ЗАДАНИЯ:
1. В какой цвет, по словам Коха из отрывка о встрече с ним, было бы гораздо лучше окрасить препараты?
2. Продолжите отрывок о встрече с Кохом сразу после его последнего предложения.

ИСХОДНЫЙ ТЕКСТ:
==============================
|
Я увидел сидящего за микроскопом пожилого, но нестарого человека, с большой лысиной и окладистой, еще не поседевшей бородой. Красивое лицо имело важный, почти высокомерный вид. Ассистент осторожно сообщил своему начальнику, что я пришел согласно назначенному им свиданию и желаю показать ему мои препараты. «Какие такие препараты? — сердито ответил Кох. — Я вам велел приготовить все, что нужно к моей сегодняшней лекции, а вижу, что далеко не все налицо». Ассистент стал униженно извиняться и снова указал на меня. Кох, не подав мне руки, сказал, что он теперь очень занят и что не может посвятить много времени для осмотра моих препаратов. Наскоро было собрано несколько микроскопов, и я стал ему указывать на особенно, по моему мнению, доказательные места. «Отчего же вы покрасили ваши препараты в лиловый цвет, когда было бы гораздо лучше, чтобы они были окрашены в голубой?» Я объяснил ему мои доводы, но Кох не успокоился. Уже через несколько минут он встал и заявил, что препараты мои совершенно недоказательны и что он вовсе не усматривает в них подтверждения моих взглядов. Этот отзыв и вся эта манера Коха задели меня за живое. Я ответил, что ему, очевидно, недостаточно нескольких минут, чтобы увидеть все тонкости препаратов, и что поэтому я прошу назначить мне новое свидание, более продолжительное. Тем временем окружавшие нас ассистенты и ученики, которые накануне были во всем согласны со мной, хором заявили свое подтверждение мнения Коха…»
==============================
ФРАГМЕНТ ДАННЫХ:
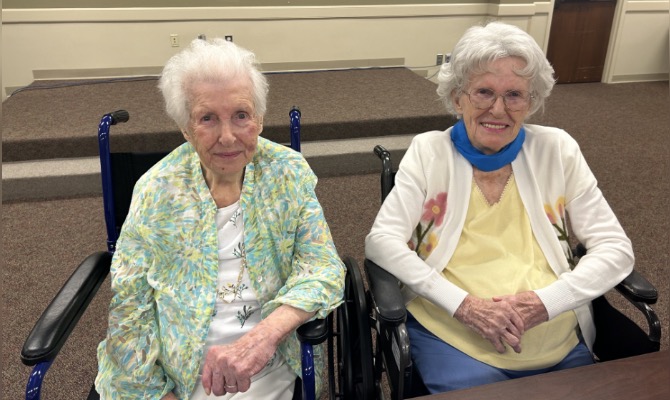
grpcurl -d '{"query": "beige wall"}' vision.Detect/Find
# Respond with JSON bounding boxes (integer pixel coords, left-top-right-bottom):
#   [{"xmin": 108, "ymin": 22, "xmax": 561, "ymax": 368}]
[{"xmin": 2, "ymin": 0, "xmax": 670, "ymax": 99}]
==============================
ОТВЕТЫ К ЗАДАНИЯМ:
1. В голубой.

2.
Спустя несколько лет Кох, правда, признал в печати, что Мечников был совершенно прав в своих выводах и что он, Кох, сам видел это по его препаратам. Но между этими двумя событиями утекло много воды: за это время Кох пережил свою самую большую трагедию, и высокомерие его как рукой сняло…
После 24 марта 1882 года, когда Кох пожинал обильный урожай своего совсем простого метода — выращивания микробов на твердой питательной среде, — он на время с головой окунулся в суматошную и утомительную жизнь признанной всеми знаменитости.
Парадные обеды, получение орденов, торжественные встречи и приемы отвлекали его от исследований. Зато по-настоящему счастливой чувствовала себя в вихре славы, закружившей ее мужа, Эмми Кох. На гребне этого вихря она, «госпожа советница», поднялась над привычной провинциальной средой, внезапно попала в круг высшего общества, о чем смела только мечтать в прежние времена.
Каждый прием, который Эмми устраивает в красивой большой квартире на Шоссештрассе, подымает в ней сознание собственного достоинства; постепенно она создает свой собственный мирок, заполненный светскими сплетнями, разговорами о модах, о музыке, встречами с женами коллег Роберта, а иной раз и его начальников. Гертруду она помещает в аристократическую школу, в окружение девочек из «хороших семейств».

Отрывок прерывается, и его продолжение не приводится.